## Input material
━━━━━━━━━━
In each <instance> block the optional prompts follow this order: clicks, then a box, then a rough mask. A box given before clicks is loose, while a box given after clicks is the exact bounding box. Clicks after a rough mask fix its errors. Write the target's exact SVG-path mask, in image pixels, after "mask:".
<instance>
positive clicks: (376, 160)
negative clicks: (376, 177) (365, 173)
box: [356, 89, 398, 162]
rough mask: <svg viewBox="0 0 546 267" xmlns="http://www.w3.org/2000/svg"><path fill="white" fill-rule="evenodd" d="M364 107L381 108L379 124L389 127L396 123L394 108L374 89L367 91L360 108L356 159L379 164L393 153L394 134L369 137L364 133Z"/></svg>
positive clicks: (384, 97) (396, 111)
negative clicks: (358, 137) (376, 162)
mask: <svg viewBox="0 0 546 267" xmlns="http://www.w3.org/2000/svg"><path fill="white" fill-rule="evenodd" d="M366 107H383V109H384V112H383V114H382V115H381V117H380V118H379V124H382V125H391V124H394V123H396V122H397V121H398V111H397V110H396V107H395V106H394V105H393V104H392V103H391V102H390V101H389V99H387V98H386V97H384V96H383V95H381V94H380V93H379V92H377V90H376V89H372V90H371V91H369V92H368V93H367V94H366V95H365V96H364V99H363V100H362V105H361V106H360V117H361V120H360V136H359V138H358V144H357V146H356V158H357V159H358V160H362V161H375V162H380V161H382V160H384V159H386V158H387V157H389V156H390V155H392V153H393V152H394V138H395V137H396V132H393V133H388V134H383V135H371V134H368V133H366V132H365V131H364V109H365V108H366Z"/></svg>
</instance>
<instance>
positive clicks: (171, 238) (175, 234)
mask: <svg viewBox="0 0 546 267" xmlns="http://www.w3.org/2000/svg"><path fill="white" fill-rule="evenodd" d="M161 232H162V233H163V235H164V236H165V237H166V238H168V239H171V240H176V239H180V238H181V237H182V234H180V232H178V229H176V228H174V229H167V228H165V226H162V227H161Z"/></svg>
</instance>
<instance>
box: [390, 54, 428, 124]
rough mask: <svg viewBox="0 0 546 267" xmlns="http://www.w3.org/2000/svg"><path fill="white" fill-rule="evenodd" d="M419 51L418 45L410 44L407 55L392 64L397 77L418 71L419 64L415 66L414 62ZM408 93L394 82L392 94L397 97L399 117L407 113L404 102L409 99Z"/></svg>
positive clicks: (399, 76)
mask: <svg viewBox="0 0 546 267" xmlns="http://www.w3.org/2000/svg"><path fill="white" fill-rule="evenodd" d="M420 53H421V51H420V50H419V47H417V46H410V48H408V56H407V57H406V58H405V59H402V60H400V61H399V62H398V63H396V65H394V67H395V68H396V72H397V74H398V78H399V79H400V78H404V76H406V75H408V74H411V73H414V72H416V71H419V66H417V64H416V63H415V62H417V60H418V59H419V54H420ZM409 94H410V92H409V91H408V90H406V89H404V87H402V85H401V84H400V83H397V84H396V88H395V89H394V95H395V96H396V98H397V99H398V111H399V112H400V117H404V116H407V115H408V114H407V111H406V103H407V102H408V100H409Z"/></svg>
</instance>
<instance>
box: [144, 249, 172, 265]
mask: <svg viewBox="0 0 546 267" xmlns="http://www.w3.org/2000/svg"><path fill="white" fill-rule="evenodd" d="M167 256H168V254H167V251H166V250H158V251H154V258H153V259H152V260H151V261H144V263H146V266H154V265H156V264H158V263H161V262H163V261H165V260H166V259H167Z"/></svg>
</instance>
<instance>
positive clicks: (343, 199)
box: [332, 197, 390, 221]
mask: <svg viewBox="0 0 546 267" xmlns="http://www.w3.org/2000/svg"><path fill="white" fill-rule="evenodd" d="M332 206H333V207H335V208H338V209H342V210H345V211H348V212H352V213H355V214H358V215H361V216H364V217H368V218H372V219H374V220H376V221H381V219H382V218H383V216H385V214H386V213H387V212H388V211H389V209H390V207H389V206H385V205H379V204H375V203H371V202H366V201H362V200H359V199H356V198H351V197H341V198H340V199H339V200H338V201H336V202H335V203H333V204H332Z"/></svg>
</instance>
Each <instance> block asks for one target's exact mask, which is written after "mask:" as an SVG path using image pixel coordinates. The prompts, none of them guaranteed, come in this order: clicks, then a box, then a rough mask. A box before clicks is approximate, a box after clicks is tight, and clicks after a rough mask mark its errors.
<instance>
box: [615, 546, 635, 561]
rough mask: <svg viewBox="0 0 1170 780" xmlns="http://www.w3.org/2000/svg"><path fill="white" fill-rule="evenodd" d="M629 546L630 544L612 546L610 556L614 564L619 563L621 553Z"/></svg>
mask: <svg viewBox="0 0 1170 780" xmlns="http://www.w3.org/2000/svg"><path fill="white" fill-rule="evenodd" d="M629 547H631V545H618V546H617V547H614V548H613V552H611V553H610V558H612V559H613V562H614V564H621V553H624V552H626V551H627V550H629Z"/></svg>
━━━━━━━━━━
## Exercise instructions
Extract from the records above the lines from the one containing "positive clicks: (171, 238) (175, 234)" to the one containing "51L418 45L410 44L407", both lines included, exactly as they appear and with nothing else.

## Output of the exercise
positive clicks: (171, 238) (175, 234)
mask: <svg viewBox="0 0 546 267" xmlns="http://www.w3.org/2000/svg"><path fill="white" fill-rule="evenodd" d="M161 232H162V233H163V235H164V236H165V237H166V238H168V239H171V240H176V239H180V238H181V237H182V234H180V232H178V229H176V228H174V229H167V228H165V226H162V227H161Z"/></svg>
</instance>
<instance>
box: [390, 54, 428, 124]
rough mask: <svg viewBox="0 0 546 267" xmlns="http://www.w3.org/2000/svg"><path fill="white" fill-rule="evenodd" d="M419 51L418 45L410 44L407 55L392 64L397 77L418 71L419 64L415 66L414 62ZM408 93L394 82L392 94L397 97L399 117L407 113L404 102L409 99Z"/></svg>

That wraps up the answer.